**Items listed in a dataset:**
--- BEGIN ---
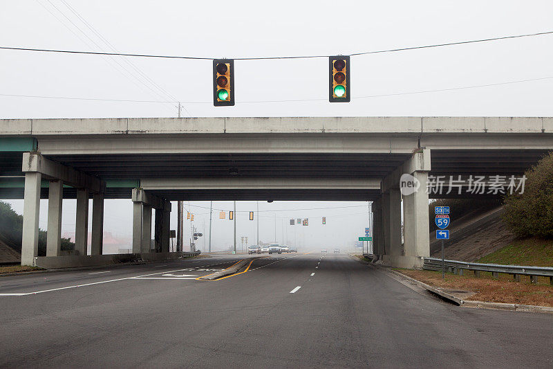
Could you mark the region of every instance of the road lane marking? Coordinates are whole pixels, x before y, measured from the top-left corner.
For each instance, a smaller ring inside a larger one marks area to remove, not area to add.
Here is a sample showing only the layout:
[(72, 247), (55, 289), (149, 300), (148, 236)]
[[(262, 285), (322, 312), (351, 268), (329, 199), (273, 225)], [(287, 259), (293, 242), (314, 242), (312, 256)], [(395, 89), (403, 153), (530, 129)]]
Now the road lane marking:
[[(234, 277), (234, 276), (238, 276), (238, 274), (242, 274), (243, 273), (245, 273), (245, 272), (247, 272), (248, 271), (248, 269), (250, 269), (250, 267), (252, 266), (252, 263), (254, 262), (254, 261), (255, 261), (255, 259), (254, 259), (253, 260), (250, 262), (250, 264), (248, 264), (247, 268), (246, 268), (246, 270), (245, 270), (244, 271), (241, 271), (240, 273), (235, 273), (234, 274), (231, 274), (230, 276), (227, 276), (226, 277), (223, 277), (221, 278), (218, 278), (218, 279), (215, 279), (215, 280), (221, 280), (222, 279), (228, 278), (229, 277)], [(253, 269), (252, 269), (252, 270), (253, 270)]]
[(159, 279), (159, 280), (182, 280), (183, 279), (192, 279), (195, 280), (196, 278), (173, 278), (173, 277), (133, 277), (131, 279)]
[[(219, 264), (226, 264), (227, 262), (221, 262), (221, 263), (219, 263)], [(214, 265), (216, 265), (216, 264), (214, 264)], [(167, 271), (158, 271), (157, 273), (149, 273), (149, 274), (143, 274), (142, 276), (133, 276), (133, 277), (125, 277), (125, 278), (123, 278), (111, 279), (111, 280), (101, 280), (100, 282), (91, 282), (91, 283), (84, 283), (83, 285), (73, 285), (73, 286), (66, 286), (66, 287), (64, 287), (53, 288), (53, 289), (44, 289), (44, 290), (41, 290), (41, 291), (34, 291), (32, 292), (25, 292), (25, 293), (19, 293), (19, 294), (0, 294), (0, 296), (28, 296), (28, 295), (36, 295), (37, 294), (44, 294), (44, 292), (53, 292), (55, 291), (61, 291), (62, 289), (73, 289), (73, 288), (84, 287), (86, 287), (86, 286), (92, 286), (92, 285), (101, 285), (101, 284), (103, 284), (103, 283), (109, 283), (111, 282), (118, 282), (118, 281), (120, 281), (120, 280), (132, 280), (132, 279), (145, 279), (143, 277), (149, 277), (150, 276), (156, 276), (157, 274), (161, 274), (162, 273), (174, 273), (176, 271), (185, 271), (185, 270), (187, 270), (187, 269), (176, 269), (176, 270)], [(182, 279), (182, 278), (179, 278), (179, 279)]]

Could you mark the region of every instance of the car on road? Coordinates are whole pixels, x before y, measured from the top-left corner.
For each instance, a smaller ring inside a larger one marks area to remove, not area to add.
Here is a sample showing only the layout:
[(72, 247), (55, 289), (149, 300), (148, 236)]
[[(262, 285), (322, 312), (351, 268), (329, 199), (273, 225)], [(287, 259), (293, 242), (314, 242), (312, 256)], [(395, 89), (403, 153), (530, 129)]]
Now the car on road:
[(248, 246), (247, 253), (261, 253), (261, 248), (257, 245), (252, 245)]
[(271, 244), (269, 245), (269, 253), (282, 253), (281, 246), (279, 244)]

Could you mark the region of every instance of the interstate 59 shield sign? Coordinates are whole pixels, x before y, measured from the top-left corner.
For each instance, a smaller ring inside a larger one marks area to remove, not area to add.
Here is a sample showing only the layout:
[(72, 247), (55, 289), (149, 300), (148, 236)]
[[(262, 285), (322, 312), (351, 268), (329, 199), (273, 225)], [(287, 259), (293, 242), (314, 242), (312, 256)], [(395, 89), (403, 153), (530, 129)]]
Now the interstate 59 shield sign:
[(444, 215), (436, 215), (434, 222), (440, 229), (445, 229), (449, 225), (449, 216)]

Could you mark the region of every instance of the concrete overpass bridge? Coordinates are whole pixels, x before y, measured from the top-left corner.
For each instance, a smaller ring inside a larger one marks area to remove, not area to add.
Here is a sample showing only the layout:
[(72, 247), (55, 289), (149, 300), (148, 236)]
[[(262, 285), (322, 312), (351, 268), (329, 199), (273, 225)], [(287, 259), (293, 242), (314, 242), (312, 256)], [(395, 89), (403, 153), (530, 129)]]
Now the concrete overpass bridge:
[(551, 150), (553, 118), (0, 120), (0, 198), (25, 199), (24, 264), (35, 262), (40, 198), (49, 199), (48, 257), (59, 255), (62, 199), (77, 199), (81, 255), (93, 199), (99, 255), (104, 199), (128, 198), (136, 253), (149, 252), (153, 208), (157, 249), (169, 251), (170, 201), (374, 201), (375, 253), (412, 267), (429, 253), (429, 198), (443, 195), (403, 197), (402, 245), (402, 174), (422, 183), (454, 176), (466, 189), (470, 175), (521, 175)]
--- END ---
**Direction:** Send back exactly the lines from the line with "Could you mark the region of every instance of the concrete" through the end of the records.

**Answer below:**
Could you mark the region of every instance of the concrete overpass bridge? Coordinates are whole pixels, x before y, measured from the top-left corner.
For each instance, a smaller ring inside a larger one marks area to remove, not area to add.
Here is a sample showing only the layout:
[(72, 247), (55, 289), (149, 300), (148, 236)]
[[(262, 285), (322, 312), (351, 268), (329, 199), (273, 225)], [(287, 259), (293, 242), (314, 242), (312, 256)], [(395, 89), (403, 153), (530, 129)]]
Now the concrete overpass bridge:
[(551, 150), (553, 118), (0, 120), (0, 198), (25, 199), (24, 264), (35, 262), (40, 198), (49, 199), (48, 257), (59, 255), (62, 199), (77, 199), (81, 255), (93, 199), (99, 255), (104, 199), (128, 198), (136, 253), (149, 252), (153, 208), (157, 249), (169, 251), (170, 201), (374, 201), (375, 253), (412, 267), (429, 253), (429, 198), (443, 195), (403, 197), (402, 245), (402, 174), (422, 183), (454, 176), (466, 189), (470, 175), (521, 175)]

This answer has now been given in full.